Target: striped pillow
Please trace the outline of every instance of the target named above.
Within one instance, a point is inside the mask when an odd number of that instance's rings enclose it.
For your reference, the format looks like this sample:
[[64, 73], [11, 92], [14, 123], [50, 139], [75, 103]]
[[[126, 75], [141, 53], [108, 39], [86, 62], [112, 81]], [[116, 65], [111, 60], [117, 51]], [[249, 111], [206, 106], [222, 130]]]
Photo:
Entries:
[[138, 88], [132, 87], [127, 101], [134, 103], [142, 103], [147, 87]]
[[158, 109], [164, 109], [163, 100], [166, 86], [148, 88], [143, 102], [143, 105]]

(What is required): How many lines of the items above contain the string "instance", counting case? Reply with the number alone.

(Expected answer): 2